* Task list
• 1. Transcribe everything in the passage on over-medication from "Are we as a" down to "called being shy.".
• 2. For each statement below, decide whether it agrees with the passage on over-medication. Answer yes or no and quote the words from the passage that decide it. (a) The high-profile incidents covered by the media have stayed in public memory. (b) The passage suggests that perspective, rather than people, may be what has changed. (c) According to the passage, avoiding large crowds was called being shy 100 years ago.

* Text under study
<<<<

These days I can’t help but notice an epidemic quietly taking hold of the people of this country, and of this world. There have been a few high profile incidents covered by the media but have soon been forgotten. I want to throw off the silk scarf that is clouding our vision, and expose a dark issue that needs more attention.
Are we as a society over-medicated?
When did it become ok to try to fix, hide, or blanket our raw emotions? It is hard to believe that over the last 100 years human beings have developed the thousands of new diseases and problems that are now being treated and diagnosed. Perhaps we haven’t changed, but our perspective has. For example, these days if someone avoids large crowds, is quiet and chooses not to partake in mass socializing, it is thought to be a social disorder causing serious developmental problems and needing medical treatment straight away.
50 years ago it was called being shy.

>>>>

Items from a dataset:

<<<<

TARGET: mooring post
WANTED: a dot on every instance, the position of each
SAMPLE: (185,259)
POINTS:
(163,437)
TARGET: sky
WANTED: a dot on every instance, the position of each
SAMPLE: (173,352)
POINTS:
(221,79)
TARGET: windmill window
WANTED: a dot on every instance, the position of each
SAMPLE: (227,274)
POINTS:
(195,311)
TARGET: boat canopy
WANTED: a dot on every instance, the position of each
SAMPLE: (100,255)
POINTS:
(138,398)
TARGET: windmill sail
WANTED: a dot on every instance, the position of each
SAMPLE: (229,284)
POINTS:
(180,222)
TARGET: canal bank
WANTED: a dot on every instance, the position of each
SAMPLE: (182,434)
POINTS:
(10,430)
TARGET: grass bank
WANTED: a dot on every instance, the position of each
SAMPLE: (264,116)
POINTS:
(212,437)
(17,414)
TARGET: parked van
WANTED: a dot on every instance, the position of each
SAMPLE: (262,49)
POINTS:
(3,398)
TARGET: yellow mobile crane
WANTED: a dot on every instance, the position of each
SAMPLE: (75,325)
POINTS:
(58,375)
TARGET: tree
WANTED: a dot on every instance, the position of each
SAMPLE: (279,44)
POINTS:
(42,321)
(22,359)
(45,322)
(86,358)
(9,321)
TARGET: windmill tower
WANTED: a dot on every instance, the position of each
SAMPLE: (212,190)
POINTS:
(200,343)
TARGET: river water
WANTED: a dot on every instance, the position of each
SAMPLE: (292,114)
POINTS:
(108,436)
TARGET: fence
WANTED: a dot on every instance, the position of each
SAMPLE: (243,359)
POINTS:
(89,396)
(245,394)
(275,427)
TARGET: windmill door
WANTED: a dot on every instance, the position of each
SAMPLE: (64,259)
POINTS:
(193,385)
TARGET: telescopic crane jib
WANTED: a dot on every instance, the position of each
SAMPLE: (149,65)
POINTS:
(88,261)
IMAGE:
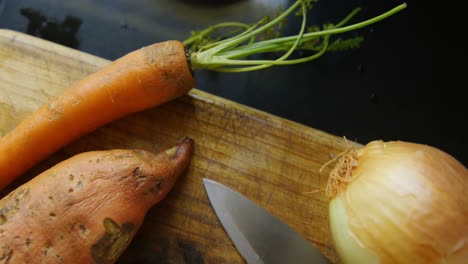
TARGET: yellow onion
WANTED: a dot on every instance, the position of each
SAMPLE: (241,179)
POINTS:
(399,202)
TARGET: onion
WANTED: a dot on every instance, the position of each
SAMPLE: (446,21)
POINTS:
(399,202)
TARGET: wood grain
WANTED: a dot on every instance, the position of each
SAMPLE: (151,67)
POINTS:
(273,161)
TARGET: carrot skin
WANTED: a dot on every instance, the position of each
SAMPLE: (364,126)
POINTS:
(88,208)
(139,80)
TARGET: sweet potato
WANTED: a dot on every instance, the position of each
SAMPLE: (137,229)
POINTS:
(87,208)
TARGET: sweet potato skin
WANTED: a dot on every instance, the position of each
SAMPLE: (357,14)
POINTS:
(88,208)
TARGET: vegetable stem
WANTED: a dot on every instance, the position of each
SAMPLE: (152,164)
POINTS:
(235,53)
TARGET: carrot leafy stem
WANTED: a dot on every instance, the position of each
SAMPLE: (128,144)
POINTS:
(234,51)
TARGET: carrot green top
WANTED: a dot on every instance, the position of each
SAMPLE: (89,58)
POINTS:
(233,51)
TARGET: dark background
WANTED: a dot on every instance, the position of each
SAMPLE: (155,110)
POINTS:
(383,90)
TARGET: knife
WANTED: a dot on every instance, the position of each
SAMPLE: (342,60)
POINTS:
(258,235)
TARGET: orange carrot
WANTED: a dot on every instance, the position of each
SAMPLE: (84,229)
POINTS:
(156,74)
(142,79)
(88,208)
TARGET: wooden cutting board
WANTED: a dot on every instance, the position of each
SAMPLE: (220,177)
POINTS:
(273,161)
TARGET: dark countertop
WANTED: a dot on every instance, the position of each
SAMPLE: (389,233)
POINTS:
(383,90)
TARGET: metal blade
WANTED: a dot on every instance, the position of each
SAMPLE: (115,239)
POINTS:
(259,236)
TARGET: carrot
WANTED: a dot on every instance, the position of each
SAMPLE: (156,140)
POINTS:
(142,79)
(156,74)
(87,208)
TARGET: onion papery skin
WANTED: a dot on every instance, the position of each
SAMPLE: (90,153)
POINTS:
(405,203)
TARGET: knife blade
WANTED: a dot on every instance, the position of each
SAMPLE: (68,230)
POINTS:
(258,235)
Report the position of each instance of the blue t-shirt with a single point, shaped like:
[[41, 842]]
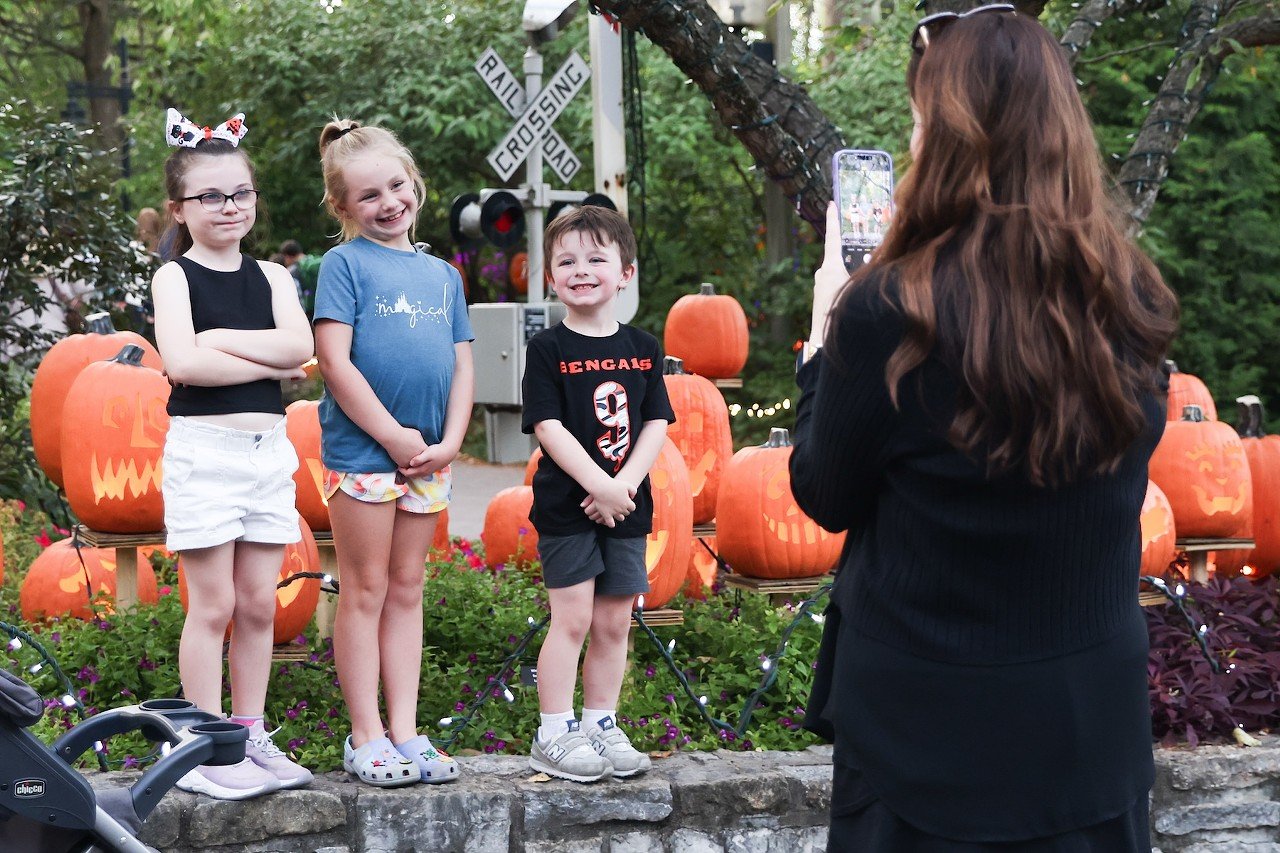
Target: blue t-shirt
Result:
[[406, 310]]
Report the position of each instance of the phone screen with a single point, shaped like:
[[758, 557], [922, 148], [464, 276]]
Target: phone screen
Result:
[[864, 196]]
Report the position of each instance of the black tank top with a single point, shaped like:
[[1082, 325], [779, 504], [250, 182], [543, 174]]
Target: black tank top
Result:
[[238, 300]]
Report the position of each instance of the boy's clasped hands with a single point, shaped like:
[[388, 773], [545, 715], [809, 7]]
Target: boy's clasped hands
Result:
[[609, 501]]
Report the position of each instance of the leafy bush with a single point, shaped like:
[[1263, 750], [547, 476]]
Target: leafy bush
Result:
[[1192, 702], [474, 619]]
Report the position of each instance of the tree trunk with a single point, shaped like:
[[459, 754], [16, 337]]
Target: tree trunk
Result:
[[96, 36]]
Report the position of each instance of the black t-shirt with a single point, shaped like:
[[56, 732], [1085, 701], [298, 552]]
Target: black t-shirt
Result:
[[603, 391]]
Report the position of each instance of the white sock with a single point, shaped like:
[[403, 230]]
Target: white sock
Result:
[[553, 725], [592, 716]]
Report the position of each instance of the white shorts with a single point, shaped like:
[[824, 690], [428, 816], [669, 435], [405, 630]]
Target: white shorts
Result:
[[224, 484]]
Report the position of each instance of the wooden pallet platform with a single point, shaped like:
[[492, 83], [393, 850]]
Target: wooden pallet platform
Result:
[[661, 616], [1151, 598], [126, 546], [780, 592], [1197, 552]]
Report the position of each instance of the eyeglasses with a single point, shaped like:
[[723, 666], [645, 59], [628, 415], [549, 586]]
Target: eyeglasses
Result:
[[938, 21], [215, 201]]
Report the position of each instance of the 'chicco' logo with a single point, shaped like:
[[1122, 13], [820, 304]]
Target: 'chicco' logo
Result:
[[28, 788]]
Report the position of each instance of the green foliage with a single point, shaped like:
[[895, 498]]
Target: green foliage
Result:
[[59, 227], [472, 620]]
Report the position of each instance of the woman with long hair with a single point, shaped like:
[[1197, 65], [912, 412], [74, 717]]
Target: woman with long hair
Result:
[[979, 419]]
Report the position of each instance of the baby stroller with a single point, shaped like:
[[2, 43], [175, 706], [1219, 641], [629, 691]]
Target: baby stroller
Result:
[[48, 807]]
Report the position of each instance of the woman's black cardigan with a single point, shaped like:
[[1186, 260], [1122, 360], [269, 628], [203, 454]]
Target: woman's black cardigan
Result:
[[983, 661]]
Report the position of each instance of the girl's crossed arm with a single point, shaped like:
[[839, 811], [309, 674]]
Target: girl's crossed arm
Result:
[[184, 360], [287, 345], [357, 398]]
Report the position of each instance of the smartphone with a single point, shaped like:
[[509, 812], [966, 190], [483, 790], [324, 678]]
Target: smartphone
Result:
[[864, 196]]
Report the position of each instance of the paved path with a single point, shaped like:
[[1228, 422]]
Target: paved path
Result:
[[475, 482]]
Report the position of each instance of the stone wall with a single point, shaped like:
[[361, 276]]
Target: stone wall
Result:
[[1217, 799], [763, 802], [1212, 799]]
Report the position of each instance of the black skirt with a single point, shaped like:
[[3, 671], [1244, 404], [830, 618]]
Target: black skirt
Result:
[[860, 822]]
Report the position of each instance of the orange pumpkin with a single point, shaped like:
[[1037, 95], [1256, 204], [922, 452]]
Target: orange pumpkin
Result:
[[114, 423], [56, 373], [56, 584], [760, 530], [1264, 455], [1202, 468], [1185, 389], [670, 543], [531, 466], [702, 568], [508, 536], [1159, 537], [708, 332], [700, 433], [295, 603], [302, 425], [519, 273]]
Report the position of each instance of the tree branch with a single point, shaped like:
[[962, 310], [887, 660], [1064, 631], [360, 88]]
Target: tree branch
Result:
[[775, 119], [1191, 73]]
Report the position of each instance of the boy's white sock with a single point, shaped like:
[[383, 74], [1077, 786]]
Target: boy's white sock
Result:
[[592, 716], [553, 725]]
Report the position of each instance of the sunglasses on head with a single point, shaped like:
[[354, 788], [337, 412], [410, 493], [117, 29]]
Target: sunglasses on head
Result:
[[940, 21]]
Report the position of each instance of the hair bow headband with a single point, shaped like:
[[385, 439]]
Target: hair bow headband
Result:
[[182, 132]]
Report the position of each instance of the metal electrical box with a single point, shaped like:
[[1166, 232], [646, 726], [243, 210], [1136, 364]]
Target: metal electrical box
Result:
[[502, 332]]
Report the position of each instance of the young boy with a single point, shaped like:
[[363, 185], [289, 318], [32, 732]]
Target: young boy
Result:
[[595, 398]]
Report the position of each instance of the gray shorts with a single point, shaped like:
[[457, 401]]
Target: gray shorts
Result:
[[617, 565]]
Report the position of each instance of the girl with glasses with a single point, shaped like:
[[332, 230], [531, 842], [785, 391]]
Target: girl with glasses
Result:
[[229, 329], [981, 420]]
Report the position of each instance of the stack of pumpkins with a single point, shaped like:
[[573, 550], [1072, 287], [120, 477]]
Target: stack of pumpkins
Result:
[[696, 479], [1211, 482], [99, 422]]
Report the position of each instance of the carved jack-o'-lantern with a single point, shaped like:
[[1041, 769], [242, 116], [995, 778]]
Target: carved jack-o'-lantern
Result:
[[1159, 536], [708, 332], [1202, 468], [1185, 389], [114, 423], [1264, 455], [700, 433], [760, 530], [59, 584], [56, 373], [702, 568], [302, 425], [668, 546], [508, 536], [296, 602]]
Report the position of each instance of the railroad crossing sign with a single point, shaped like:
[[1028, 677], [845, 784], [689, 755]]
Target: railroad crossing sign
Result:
[[534, 121]]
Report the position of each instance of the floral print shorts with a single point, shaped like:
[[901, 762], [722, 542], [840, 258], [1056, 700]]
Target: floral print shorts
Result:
[[423, 495]]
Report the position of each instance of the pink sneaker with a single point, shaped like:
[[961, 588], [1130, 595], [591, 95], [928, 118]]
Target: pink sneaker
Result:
[[263, 752], [229, 781]]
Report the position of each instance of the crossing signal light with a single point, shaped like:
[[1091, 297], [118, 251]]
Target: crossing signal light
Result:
[[494, 215], [597, 199]]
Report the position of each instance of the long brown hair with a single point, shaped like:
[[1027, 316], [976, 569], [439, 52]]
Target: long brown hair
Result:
[[1052, 319]]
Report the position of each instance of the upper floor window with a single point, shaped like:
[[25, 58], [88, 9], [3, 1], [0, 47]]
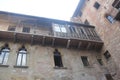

>>>>

* Responses to the exercise
• 1.
Are we as a society over-medicated?
When did it become ok to try to fix, hide, or blanket our raw emotions? It is hard to believe that over the last 100 years human beings have developed the thousands of new diseases and problems that are now being treated and diagnosed. Perhaps we haven’t changed, but our perspective has. For example, these days if someone avoids large crowds, is quiet and chooses not to partake in mass socializing, it is thought to be a social disorder causing serious developmental problems and needing medical treatment straight away.
50 years ago it was called being shy.

• 2.
(a) No: "have soon been forgotten."
(b) Yes: "Perhaps we haven’t changed, but our perspective has."
(c) No: "50 years ago it was called being shy."